START Provided data
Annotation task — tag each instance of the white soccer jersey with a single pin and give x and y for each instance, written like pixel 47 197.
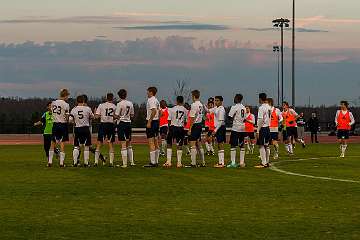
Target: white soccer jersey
pixel 151 104
pixel 81 116
pixel 106 112
pixel 60 111
pixel 238 114
pixel 264 116
pixel 197 112
pixel 124 110
pixel 177 116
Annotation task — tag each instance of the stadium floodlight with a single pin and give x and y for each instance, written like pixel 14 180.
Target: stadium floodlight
pixel 282 23
pixel 276 49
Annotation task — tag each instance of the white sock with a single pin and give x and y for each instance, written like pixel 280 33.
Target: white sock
pixel 124 156
pixel 130 153
pixel 262 151
pixel 152 157
pixel 97 156
pixel 75 155
pixel 242 156
pixel 169 155
pixel 233 155
pixel 111 156
pixel 221 154
pixel 86 155
pixel 193 155
pixel 51 155
pixel 62 158
pixel 179 156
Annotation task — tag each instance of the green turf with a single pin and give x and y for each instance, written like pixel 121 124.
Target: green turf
pixel 204 203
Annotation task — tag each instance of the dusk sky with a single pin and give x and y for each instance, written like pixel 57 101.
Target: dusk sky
pixel 328 32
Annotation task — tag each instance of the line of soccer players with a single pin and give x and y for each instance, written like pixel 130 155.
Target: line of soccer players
pixel 181 124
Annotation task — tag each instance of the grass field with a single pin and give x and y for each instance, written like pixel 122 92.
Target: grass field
pixel 205 203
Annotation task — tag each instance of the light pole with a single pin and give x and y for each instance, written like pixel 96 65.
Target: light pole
pixel 281 23
pixel 276 49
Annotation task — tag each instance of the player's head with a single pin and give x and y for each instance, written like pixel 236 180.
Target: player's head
pixel 163 104
pixel 344 105
pixel 270 101
pixel 152 91
pixel 219 100
pixel 195 95
pixel 122 93
pixel 262 98
pixel 64 94
pixel 179 100
pixel 238 98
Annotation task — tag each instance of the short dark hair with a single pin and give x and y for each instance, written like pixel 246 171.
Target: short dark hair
pixel 180 99
pixel 153 90
pixel 195 94
pixel 238 98
pixel 122 93
pixel 263 97
pixel 220 98
pixel 109 96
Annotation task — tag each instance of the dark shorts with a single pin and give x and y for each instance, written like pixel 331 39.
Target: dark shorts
pixel 82 136
pixel 177 134
pixel 154 130
pixel 264 137
pixel 60 132
pixel 237 139
pixel 106 131
pixel 221 135
pixel 343 134
pixel 124 131
pixel 164 130
pixel 195 132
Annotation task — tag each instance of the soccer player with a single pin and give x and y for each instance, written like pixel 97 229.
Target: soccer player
pixel 177 118
pixel 105 112
pixel 209 128
pixel 124 113
pixel 220 129
pixel 263 131
pixel 275 122
pixel 60 133
pixel 344 120
pixel 81 116
pixel 250 130
pixel 196 118
pixel 237 138
pixel 164 126
pixel 152 126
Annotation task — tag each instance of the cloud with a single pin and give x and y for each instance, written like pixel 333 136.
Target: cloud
pixel 191 26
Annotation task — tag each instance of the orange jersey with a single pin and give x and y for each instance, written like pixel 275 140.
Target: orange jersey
pixel 164 118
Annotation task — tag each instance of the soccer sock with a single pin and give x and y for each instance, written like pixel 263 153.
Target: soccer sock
pixel 221 157
pixel 262 151
pixel 130 153
pixel 75 155
pixel 233 155
pixel 242 156
pixel 179 156
pixel 111 155
pixel 152 157
pixel 193 155
pixel 168 155
pixel 97 155
pixel 51 155
pixel 86 155
pixel 62 158
pixel 124 156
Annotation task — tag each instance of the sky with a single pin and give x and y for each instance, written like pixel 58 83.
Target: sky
pixel 328 32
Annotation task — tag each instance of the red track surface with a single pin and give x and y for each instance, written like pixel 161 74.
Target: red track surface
pixel 137 139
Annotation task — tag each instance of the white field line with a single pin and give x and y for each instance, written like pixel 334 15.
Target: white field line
pixel 274 168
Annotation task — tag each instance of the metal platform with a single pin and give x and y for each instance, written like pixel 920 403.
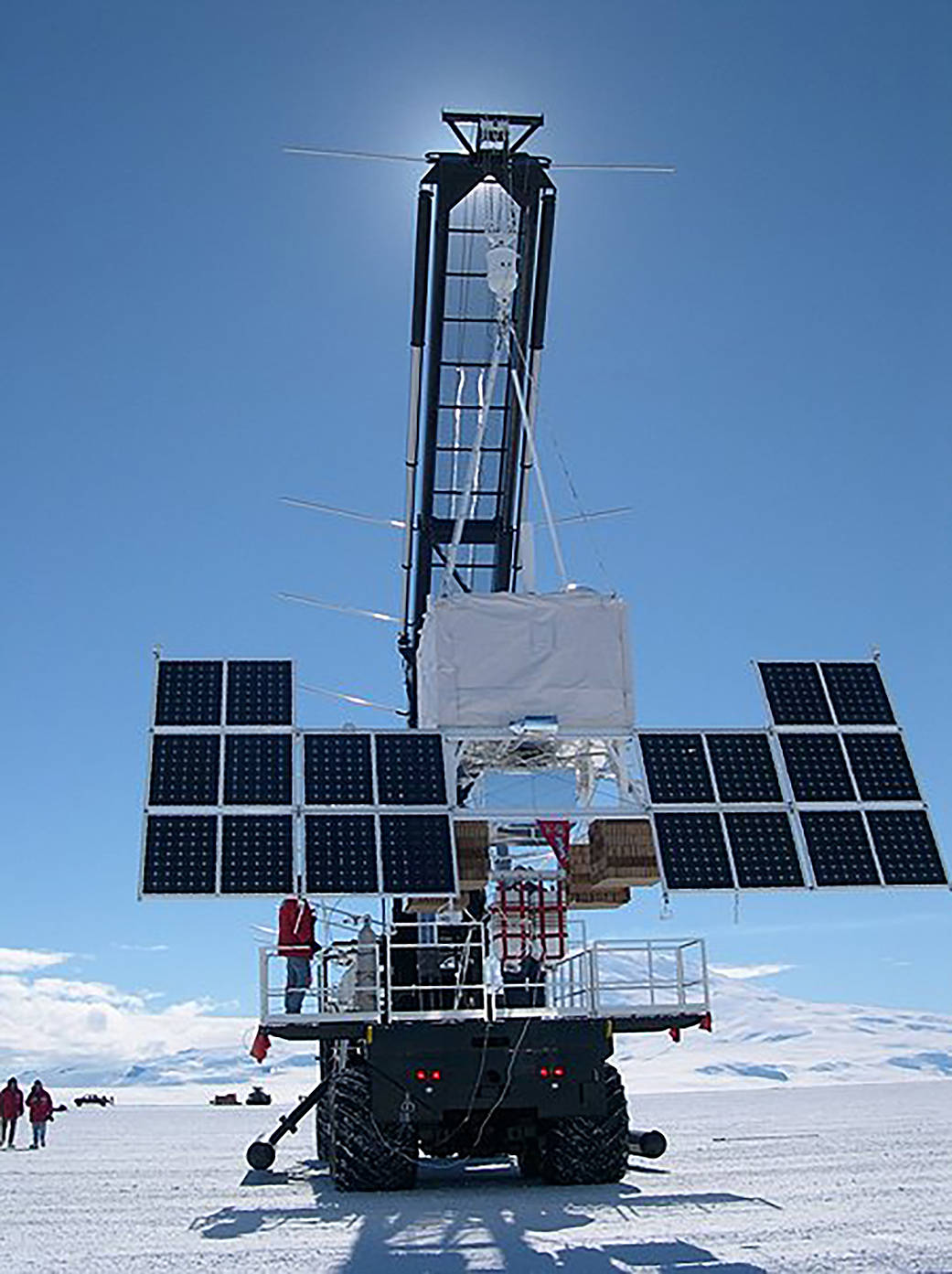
END Provided data
Copy the lines above exactly. Start with the line containing "Target: soccer sock", end with the line containing "Annotation task — tag each instance of the white field", and include both.

Target: soccer sock
pixel 221 157
pixel 262 151
pixel 130 153
pixel 75 155
pixel 233 155
pixel 242 156
pixel 179 156
pixel 111 155
pixel 152 157
pixel 193 155
pixel 168 155
pixel 97 155
pixel 51 155
pixel 86 155
pixel 62 158
pixel 124 156
Annotation task — tag each instance of the sky with a single pin and give x and y for each instance, written like pixel 58 83.
Target: sky
pixel 328 32
Annotation task — tag each instance of the red track surface with a single pin and give x and y for each instance, written like pixel 161 74.
Target: red track surface
pixel 137 139
Annotation task — tag each instance of the white field line with a single pin and give x and y for each instance, written like pixel 334 15.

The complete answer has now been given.